### TASK GOAL
Only the lines from the one with "Each instance of the window" onward are wanted, through the last line of the entries, set down exactly.

### EXTRACTED MATERIAL
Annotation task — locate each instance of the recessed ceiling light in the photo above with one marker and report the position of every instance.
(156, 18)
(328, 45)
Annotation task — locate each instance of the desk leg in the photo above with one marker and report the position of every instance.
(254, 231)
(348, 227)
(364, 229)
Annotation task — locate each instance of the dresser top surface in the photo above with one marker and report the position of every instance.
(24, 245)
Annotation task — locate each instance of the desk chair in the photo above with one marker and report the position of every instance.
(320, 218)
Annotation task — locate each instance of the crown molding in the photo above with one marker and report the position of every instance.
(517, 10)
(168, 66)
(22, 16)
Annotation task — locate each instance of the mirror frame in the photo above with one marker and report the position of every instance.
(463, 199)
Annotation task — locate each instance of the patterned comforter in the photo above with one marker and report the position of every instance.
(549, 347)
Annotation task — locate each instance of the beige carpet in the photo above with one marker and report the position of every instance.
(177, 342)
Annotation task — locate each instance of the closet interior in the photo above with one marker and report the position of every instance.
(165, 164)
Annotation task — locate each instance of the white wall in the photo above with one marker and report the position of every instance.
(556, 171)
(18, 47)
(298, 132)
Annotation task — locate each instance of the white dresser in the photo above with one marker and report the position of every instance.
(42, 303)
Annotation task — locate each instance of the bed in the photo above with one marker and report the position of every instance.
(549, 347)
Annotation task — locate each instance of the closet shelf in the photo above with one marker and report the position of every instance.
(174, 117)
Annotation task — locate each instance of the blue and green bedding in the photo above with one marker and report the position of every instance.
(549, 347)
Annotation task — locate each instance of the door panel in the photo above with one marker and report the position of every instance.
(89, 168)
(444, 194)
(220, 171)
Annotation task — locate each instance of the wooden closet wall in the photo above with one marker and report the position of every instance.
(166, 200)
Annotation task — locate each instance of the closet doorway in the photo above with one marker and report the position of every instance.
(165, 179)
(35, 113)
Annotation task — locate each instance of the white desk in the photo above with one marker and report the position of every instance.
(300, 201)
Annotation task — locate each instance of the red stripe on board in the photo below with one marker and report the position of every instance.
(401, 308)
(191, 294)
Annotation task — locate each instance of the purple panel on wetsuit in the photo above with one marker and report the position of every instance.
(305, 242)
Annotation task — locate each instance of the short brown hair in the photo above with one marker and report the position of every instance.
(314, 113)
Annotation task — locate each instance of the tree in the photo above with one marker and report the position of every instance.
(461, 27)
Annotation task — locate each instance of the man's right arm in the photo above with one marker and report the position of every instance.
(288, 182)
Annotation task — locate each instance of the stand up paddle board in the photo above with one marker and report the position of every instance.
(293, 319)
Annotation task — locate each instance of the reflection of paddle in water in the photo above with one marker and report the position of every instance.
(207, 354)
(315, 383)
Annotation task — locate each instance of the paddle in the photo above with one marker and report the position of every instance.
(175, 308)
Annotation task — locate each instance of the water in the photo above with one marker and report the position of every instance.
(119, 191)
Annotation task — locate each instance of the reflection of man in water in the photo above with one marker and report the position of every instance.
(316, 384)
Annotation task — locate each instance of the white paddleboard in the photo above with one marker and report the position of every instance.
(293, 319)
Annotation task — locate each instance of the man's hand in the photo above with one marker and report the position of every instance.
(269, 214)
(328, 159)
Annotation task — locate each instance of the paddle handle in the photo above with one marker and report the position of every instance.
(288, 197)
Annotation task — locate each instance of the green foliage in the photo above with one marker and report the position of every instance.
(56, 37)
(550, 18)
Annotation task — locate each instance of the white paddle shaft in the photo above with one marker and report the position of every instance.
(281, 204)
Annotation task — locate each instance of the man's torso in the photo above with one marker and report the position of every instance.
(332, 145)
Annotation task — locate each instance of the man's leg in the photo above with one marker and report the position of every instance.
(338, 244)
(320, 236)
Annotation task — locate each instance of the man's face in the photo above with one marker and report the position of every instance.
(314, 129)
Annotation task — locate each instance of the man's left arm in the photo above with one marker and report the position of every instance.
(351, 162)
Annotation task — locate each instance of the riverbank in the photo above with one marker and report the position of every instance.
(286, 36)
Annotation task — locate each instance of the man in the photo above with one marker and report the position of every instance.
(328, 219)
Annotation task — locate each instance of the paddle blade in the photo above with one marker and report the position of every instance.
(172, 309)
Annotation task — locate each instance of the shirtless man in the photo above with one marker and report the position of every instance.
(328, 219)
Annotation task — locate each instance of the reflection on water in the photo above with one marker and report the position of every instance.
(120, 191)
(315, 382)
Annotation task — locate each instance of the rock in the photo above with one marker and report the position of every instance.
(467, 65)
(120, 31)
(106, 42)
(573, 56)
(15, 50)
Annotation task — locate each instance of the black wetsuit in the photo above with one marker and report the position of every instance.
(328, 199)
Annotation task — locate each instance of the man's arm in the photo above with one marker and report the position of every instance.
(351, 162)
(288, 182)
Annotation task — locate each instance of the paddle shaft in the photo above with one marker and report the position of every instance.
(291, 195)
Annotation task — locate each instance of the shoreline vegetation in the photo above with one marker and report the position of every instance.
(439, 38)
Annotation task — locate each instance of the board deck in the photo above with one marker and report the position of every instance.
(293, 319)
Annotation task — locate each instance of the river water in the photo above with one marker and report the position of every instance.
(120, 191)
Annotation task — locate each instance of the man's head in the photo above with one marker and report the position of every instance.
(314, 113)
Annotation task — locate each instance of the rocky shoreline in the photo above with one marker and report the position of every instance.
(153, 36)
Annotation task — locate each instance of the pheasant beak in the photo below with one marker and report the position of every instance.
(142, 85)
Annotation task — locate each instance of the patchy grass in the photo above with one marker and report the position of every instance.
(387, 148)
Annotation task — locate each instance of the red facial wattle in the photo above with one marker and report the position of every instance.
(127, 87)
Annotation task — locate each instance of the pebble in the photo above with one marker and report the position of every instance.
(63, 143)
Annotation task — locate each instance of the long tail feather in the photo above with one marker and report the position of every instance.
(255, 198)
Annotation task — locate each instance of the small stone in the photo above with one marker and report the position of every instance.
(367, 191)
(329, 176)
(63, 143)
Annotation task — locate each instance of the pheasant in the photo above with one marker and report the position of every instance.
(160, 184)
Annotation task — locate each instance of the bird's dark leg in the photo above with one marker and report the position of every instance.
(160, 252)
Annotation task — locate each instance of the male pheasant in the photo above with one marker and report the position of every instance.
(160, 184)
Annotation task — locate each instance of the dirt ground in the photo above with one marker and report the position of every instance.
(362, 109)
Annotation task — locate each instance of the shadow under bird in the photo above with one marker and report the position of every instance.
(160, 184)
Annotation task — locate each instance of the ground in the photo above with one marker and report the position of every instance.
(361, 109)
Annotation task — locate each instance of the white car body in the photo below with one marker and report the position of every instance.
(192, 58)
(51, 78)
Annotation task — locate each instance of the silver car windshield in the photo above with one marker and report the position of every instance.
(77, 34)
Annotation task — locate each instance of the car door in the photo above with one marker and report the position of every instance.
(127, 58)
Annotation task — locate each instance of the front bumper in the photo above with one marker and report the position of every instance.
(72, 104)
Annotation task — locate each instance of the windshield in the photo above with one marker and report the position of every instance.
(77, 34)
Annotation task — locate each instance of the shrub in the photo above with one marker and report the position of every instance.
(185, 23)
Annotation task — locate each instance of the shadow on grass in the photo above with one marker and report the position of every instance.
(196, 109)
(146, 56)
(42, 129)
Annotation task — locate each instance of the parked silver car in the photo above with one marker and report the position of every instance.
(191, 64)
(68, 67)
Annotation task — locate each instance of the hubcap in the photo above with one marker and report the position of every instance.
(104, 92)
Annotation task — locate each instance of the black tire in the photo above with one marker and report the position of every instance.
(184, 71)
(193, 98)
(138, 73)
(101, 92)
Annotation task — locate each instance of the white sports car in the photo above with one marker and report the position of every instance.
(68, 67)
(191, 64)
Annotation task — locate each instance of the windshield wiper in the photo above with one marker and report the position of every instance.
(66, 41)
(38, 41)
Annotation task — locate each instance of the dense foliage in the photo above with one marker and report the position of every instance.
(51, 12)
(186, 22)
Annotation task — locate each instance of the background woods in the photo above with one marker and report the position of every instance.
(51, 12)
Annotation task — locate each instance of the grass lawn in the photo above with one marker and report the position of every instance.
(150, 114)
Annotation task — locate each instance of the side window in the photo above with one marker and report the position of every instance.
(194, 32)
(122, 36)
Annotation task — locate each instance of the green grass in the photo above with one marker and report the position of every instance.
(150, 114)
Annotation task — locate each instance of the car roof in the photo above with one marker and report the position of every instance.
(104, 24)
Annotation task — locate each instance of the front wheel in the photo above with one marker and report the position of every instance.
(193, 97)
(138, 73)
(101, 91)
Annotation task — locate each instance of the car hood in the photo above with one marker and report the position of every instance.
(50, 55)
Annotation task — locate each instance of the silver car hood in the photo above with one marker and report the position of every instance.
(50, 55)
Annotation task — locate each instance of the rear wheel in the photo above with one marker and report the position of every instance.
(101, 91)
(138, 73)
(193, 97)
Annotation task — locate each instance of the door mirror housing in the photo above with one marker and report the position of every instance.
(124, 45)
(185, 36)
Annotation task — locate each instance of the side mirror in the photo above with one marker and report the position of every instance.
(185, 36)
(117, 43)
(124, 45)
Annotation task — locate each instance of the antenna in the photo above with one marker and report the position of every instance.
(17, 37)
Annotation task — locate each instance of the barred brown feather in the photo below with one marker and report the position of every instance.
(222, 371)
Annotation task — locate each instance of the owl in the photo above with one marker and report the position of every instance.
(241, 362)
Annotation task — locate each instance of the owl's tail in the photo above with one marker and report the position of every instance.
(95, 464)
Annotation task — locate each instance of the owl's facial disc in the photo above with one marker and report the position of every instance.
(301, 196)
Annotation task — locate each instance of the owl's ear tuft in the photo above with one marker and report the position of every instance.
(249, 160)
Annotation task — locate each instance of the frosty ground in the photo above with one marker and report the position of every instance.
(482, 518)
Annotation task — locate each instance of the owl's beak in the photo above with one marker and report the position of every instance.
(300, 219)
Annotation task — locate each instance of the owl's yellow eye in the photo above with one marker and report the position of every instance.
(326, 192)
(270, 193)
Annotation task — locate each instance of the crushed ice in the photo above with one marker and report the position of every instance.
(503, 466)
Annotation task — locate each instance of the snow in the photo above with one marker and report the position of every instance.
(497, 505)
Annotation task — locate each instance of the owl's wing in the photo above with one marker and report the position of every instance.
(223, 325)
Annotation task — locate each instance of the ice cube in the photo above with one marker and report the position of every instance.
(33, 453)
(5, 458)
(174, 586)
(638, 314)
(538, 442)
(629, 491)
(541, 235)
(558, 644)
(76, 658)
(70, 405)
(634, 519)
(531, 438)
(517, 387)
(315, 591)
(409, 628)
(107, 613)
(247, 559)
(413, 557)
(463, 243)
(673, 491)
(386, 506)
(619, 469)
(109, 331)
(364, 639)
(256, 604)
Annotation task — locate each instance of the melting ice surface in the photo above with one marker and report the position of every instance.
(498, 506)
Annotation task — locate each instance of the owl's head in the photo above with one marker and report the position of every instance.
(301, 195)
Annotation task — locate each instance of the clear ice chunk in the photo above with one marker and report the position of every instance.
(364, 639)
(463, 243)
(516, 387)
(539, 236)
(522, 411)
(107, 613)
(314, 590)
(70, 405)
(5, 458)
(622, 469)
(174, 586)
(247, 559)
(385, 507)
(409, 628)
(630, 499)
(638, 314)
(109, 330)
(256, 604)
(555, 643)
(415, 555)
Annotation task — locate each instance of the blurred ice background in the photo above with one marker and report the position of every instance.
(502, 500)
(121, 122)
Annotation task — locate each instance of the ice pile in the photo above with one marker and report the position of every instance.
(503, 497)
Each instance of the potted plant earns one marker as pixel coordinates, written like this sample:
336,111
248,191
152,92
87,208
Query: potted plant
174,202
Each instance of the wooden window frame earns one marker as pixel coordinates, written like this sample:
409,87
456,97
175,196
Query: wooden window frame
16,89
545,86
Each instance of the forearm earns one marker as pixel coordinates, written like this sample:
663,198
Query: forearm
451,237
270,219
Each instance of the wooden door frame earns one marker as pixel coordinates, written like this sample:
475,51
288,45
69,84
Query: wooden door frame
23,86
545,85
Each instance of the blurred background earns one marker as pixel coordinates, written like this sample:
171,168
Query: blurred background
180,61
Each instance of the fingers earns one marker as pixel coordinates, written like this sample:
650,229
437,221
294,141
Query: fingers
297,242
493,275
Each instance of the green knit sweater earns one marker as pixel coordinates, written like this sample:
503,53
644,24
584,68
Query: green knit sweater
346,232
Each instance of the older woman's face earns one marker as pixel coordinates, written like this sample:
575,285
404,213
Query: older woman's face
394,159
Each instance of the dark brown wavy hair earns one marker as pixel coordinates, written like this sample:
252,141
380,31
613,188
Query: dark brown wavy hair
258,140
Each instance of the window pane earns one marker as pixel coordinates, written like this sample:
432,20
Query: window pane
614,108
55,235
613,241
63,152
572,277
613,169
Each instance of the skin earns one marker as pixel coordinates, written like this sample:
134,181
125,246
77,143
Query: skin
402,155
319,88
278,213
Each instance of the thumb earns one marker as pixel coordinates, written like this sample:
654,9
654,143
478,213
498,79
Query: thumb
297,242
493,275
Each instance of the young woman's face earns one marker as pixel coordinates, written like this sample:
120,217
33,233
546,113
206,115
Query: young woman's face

### RESPONSE
Each instance of the window pane earns one marker as pixel coordinates, written like this sample:
432,20
Query: window pane
614,108
55,235
613,241
63,152
572,277
613,169
Each instance of the skin earns one marker as pixel coordinates, written like this sample:
134,181
125,246
77,143
Query: skin
402,155
319,88
278,213
Each instance of the thumb earns one marker as pixel coordinates, written like this sample:
654,9
654,143
478,213
498,79
Query: thumb
297,242
493,275
Each instance of the young woman's face earns one marker as pixel coordinates, written like this sample:
120,217
33,233
546,113
206,115
Query: young woman's face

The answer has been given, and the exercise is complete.